Given passage »
########
But all those levels do appear in encyclopedias.
Wikipedia and any encylopedia reproduces and summarizes primary and secondary and tertiary material from other sources and even producing some of its own on occasion, as long as that does not involve presenting unique or original theories and explanations of its own.
Primary material is minimal, partly because it is idiosyncratic, and partly because it is mostly too long to present, other than a few pithy saying, some short verses, selected quotations, and so forth. Mostly, when primary sources are the point, an encyclopedia summarizes. It can present pictures. It can give us a very good representation of the Mona Lisa and other works of art, can show us Stonehenge and the Eifel Tower both through photographs and plans and maps.
We expect an encyclopedia to present secondary material, explaining, for example, the solar system and the laws of motion that govern it, to indicate the economics that drove the Age of Exploration.
We expect it to present tertiary material about the research behind the secondary material pesented and coverage of disputes where there are debates over differing secondary explanations.
But no encyclopedia has ever only been a tertiary source, unless there is something like an Encyclopedia of the History of Science. But even that has its primary sources, the writings of scientists themselves and writing of their biographers and other primary writings which would be embedded in the work, secondary material, explaining how the concepts developed, and tertiary material, indicating how the valuation of different concepts and different ways of looking at things changed. Wikipedia has never been intended to be just an "Encyclopedia of Scholarship". This new claim that it should be such, seems to be why suddenly there are two standards for sourcing.
The many lists that dot Wikipedia are an invitation to a kind of original research which does not involve original theories and explanations and there is no attempt to limit those lists to material not covered by academic journals.
Nor is tertiary research necessarily based on secondary sources in the sense of incorporating them.
Outside Wikipedia, a believer in modified Velikovsky chronology and cosmology, can present both secondary and tertiary material about the development of thought that arises from Velikovsky's original theories. And someone who disablieves all of Velkovsky's theores and derived theroes, may still complete reject secondary material, the theories themselves old and new, but fully accept the tertiary research by the same writer, that is the account of how Velikovksy's idea have been taken and worked over and argued by those who tend to believe in that kind of thing and a description of the different schools of research. Tertiary research is not necessarily directly based on secondary material at all, even though it is about secondary material. I don't believe in astrology. But I used to have what appeared to be a very good book by purported believing astrologers on attempts to prove that astrology actualy worked. The conclusion they came to is that none of the attempts were convincing. I mislaid it at some time, and cannot recall its name.
########
Material supplied »
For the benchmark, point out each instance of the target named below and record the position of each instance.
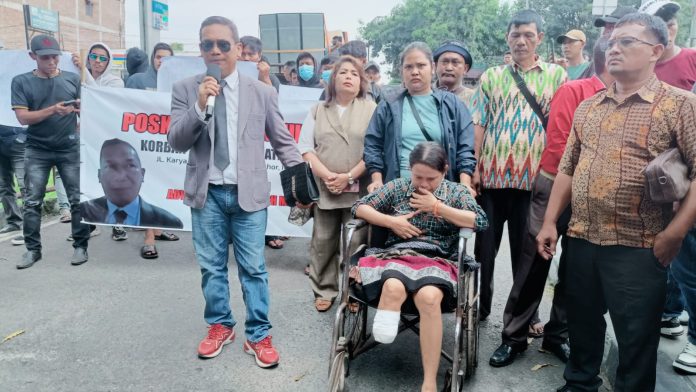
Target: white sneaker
(684, 318)
(686, 361)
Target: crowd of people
(551, 149)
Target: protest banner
(17, 62)
(141, 118)
(138, 171)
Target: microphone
(215, 72)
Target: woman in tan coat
(332, 142)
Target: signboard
(160, 15)
(603, 7)
(43, 19)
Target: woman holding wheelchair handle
(332, 142)
(424, 214)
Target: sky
(185, 16)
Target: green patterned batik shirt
(514, 138)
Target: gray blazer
(258, 112)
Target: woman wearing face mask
(332, 142)
(307, 71)
(414, 115)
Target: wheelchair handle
(466, 232)
(356, 224)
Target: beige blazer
(258, 112)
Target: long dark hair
(331, 88)
(430, 154)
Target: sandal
(149, 252)
(167, 237)
(274, 243)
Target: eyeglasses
(208, 45)
(94, 57)
(624, 43)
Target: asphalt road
(121, 323)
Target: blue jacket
(383, 137)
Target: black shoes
(504, 355)
(9, 228)
(560, 350)
(79, 256)
(29, 258)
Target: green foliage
(480, 24)
(177, 46)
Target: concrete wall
(77, 29)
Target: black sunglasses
(208, 45)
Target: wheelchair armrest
(466, 232)
(356, 224)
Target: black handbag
(299, 185)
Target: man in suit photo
(226, 184)
(121, 176)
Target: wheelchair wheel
(337, 373)
(472, 336)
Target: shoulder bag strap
(522, 86)
(417, 116)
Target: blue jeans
(220, 219)
(684, 271)
(38, 164)
(11, 162)
(674, 302)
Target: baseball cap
(456, 47)
(614, 17)
(372, 64)
(651, 7)
(576, 35)
(44, 45)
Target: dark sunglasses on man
(95, 57)
(208, 44)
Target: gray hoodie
(107, 79)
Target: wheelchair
(351, 338)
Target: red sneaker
(264, 352)
(218, 336)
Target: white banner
(137, 171)
(16, 62)
(141, 119)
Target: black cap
(614, 17)
(456, 47)
(44, 45)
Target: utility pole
(692, 33)
(149, 36)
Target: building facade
(82, 22)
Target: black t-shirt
(56, 133)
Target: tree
(479, 24)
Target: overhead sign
(160, 15)
(603, 7)
(43, 19)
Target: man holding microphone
(226, 183)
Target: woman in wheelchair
(424, 215)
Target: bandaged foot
(385, 326)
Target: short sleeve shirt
(56, 133)
(514, 138)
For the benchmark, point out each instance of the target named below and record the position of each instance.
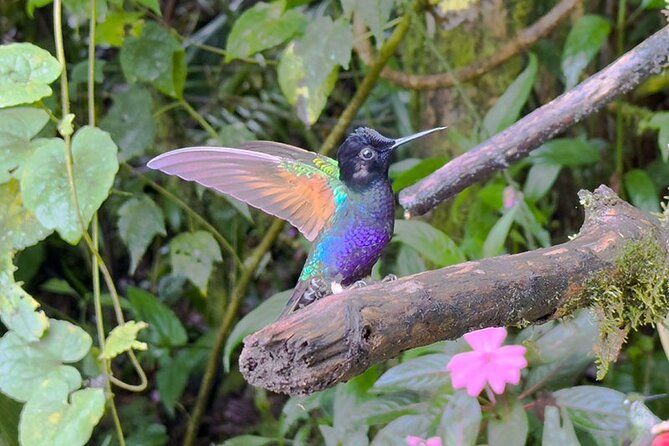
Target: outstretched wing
(291, 183)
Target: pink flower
(417, 441)
(489, 363)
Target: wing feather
(282, 180)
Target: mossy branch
(340, 336)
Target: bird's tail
(296, 299)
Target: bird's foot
(359, 284)
(389, 278)
(318, 288)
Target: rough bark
(342, 335)
(516, 142)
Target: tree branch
(523, 40)
(516, 142)
(342, 335)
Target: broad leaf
(461, 420)
(641, 190)
(556, 433)
(25, 73)
(193, 255)
(123, 338)
(374, 13)
(598, 410)
(510, 427)
(585, 39)
(17, 127)
(18, 226)
(308, 67)
(540, 179)
(567, 152)
(45, 186)
(263, 26)
(9, 421)
(17, 308)
(430, 242)
(51, 418)
(140, 220)
(27, 366)
(261, 316)
(395, 432)
(507, 108)
(425, 373)
(130, 122)
(156, 57)
(165, 329)
(494, 243)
########
Jobs »
[A] Answer these questions from the passage on encyclopedias and their sources:
(i) What two reasons does it give for primary material being minimal in an encyclopedia?
(ii) Which work of art does it name as one an encyclopedia can represent very well?
(iii) What conclusion did the astrology book reach?
[B] Write the next part of the passage on encyclopedias and their sources, picking up after its last sentence.

Answers »
[A]
(i) Primary material is idiosyncratic, and it is mostly too long to present.
(ii) The Mona Lisa.
(iii) None of the attempts to prove that astrology actually worked were convincing.

[B]
The periodic table does not magically become tertiary material simply because it is a copied from one source to another. It is still secondary material wherever it appears, an explanation of the relationships between the elements which are the primary material. And a dicussion of theories about it and how it came to created would be tertiary material.
The proposed draft, rather than strengthening the demand to rely on trustworthy sources, weakens that demand, by removing this demand from non-academic subjects which are confused with wrongly identifies with non-scholarly subjects. But there are no non-scholarly subjects. There are only non-academic subjects, and that only by virtue of them currently not being greatly covered by standard academic institutions, not be cause any subject is innately no academic. But that a subject is not academic by historical accident, does not prevent scholarship being carried out in publications and journals respected by those interested in such areas, perhaps better respected in those areas on the average than are many academic journals in their areas. There are poor publications and good publications.
And here still is that horrible phrase legitimate publisher which also occurs in the current version. Explain that phrase. Is the publisher of the National Enquirer a legitimate publisher? If not, is the Institute of Creation Research a legitimate publisher? Is Doubleday, publisher of The Da Vinci Code and books about Edgar Cacye a legitimate publisher? Is Duke University Press a legitimate publisher, the people who publish Social Text, the journal that accepted Alan Sokal's purposely and obviously fraudulent "Transgressing the Boundaries: Toward a Transformative Hermeneutics of Quantum Gravity"? Is the UCLA Department of Anthropology a legitimate publisher, the people who gave a doctorate degree to Carlos Castaneda for his interviews with Don Juan. I've seen too much crankdom in academia to think that insisting on academic acceptance of some kind will hold back the non-standard theories. I see what is being attempted here, but the problem with POV pushers of odd theories is not that the current policies aren't enough to stop them, it is that those policies aren't enforced, except after weeks or months of evidence and arbitration. Yes, we should rely on good scholarship, and yes, on the whole, academia is where you find the best scholarship and areas that are greatly covered in academia, and the crank theories that do flourish in academic don't gain a majority following, on the whole. (Though I gather that today Signmund Freud is generally looked on a crank by psyhcologists.)
But beyond that, one cannot go.
I've changed the draft to say 'probably exclude'. I accept that there are exceptions to the rule; but generally we should treat such publications as questionable materials. This is a good rule of thumb; because we are not in a good position to judge the quality of such materials, not least because of their limited avaliability.
We will find, however, that for certain subjects like local history that such publications will be the only secondary material avaliable; and so our articles will have to use them. But where we have alternative materials avaliable I think it is a good rule.
Of course, cite material that is more easily available when all else is equal, especially when the more easily available material often itself cites the less easily available material. But applying this as a rule would mean taking the word of a light and frothy treatment of some subject over carefully researched articles, just because those articles are not generally available. Or the more readibly available material may be very POV or very inaccurate. I know nothing about period furniture of any period. But I would expect those who do know such things would have access to books with limited print runs and journals with small print runs and hobbyist magazines that contain valuable information and I would expect them to use such material in appropriate articles. That "We", meaning most of us, cannot judge on the validity of such material is irrelevant. None of us are experts in all areas and cannot judge a large number of articles, cannot know which journals and which scholars are trustworthy, which are sometimes brilliant but have a particular bias that must always be taken into account, and which ones are flakey and produce shoddy or biased work.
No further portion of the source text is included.